**Reading text:**
* * * * * * * * *
# Flashing 02.02.00P baseband on .602 (Non-US/VZW)



## DataX (Jun 24, 2011)

I've been lurking the forums for a while, but haven't been able to figure this one out on my own, so hopefully someone could provide some insight.

I currently have a non-US/VZW Droid X, which I've been happily switching between the .340, .596 and .602 systems and the various ROM's available. Everything works fine and dandy, except by the fact that I need to manually configure the baseband for my local carrier settings. I don't find this to be such an issue, since I've become rather comfortable messing around with the available basebands and getting everything setup in QPST Service Programming.

The problem I've come across is just that while I can setup my voice service without any issues, for the life of me I cannot get 3G working on the 1.09.XXP basebands.

Usually on the .340 system, I could simply flash a baseband known to work with my local carrier (Iusacell BTW), get everything setup in CDMA Workshop and QPST and I'd be good to go. Moving on to .596 and .602 however, the baseband would be updated to 1.09.XXP and even though I can successfully follow the exact same procedure to get everything setup, 3G simply will not work. Trying to flash the 02.02.00P baseband under .596/.602 will just abort halfway through.

While I could check with the CDMA nuts on some of the local forums about getting 3G working on 1.09.XXP, I would also like to see what could be done about getting 02.02.00P working on .596/.602.

If anyone would like to take a look, here's a link to the .zip I've been using to flash 02.02.00P under .340: http://www.mediafire.com/?whryjr7vs9re2si

Thanks


----------
* * * * * * * * *
**Material supplied:**
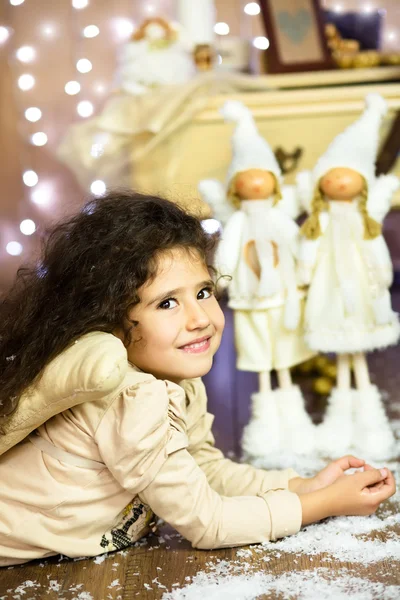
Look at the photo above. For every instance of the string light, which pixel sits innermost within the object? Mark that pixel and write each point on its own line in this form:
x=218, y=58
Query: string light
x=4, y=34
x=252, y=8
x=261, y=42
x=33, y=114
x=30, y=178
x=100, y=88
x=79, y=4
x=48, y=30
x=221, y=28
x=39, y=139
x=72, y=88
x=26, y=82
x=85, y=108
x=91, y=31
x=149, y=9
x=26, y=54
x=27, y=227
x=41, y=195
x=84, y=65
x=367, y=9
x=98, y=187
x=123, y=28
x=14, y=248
* * * * * * * * *
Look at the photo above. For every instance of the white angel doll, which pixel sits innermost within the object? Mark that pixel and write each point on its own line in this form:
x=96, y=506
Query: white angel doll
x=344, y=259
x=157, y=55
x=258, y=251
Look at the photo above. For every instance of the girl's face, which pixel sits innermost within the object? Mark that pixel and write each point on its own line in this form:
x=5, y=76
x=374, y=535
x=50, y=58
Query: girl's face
* * * * * * * * *
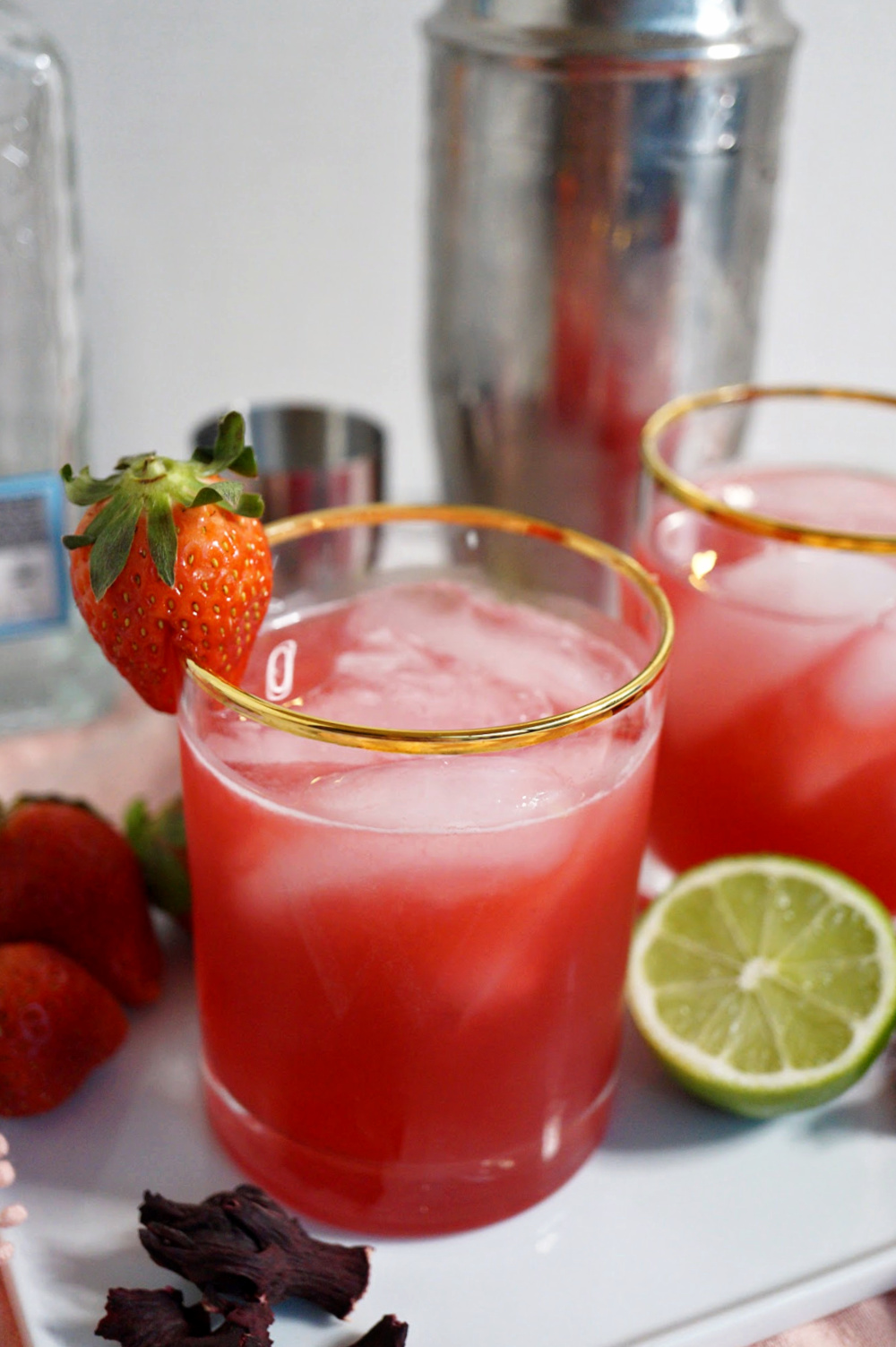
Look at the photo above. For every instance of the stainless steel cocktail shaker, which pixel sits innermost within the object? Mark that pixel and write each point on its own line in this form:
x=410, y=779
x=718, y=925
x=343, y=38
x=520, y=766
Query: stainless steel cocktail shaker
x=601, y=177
* * * * * * * * *
**Tasks:**
a. List the system versions that the forum post says the poster has been switching between.
b. Please output part of the forum post word for word, starting at the words "## DataX (Jun" and stopping after the words "provide some insight.".
The items above are separate material from the forum post.

**The solutions:**
a. .340, .596, .602

b.
## DataX (Jun 24, 2011)

I've been lurking the forums for a while, but haven't been able to figure this one out on my own, so hopefully someone could provide some insight.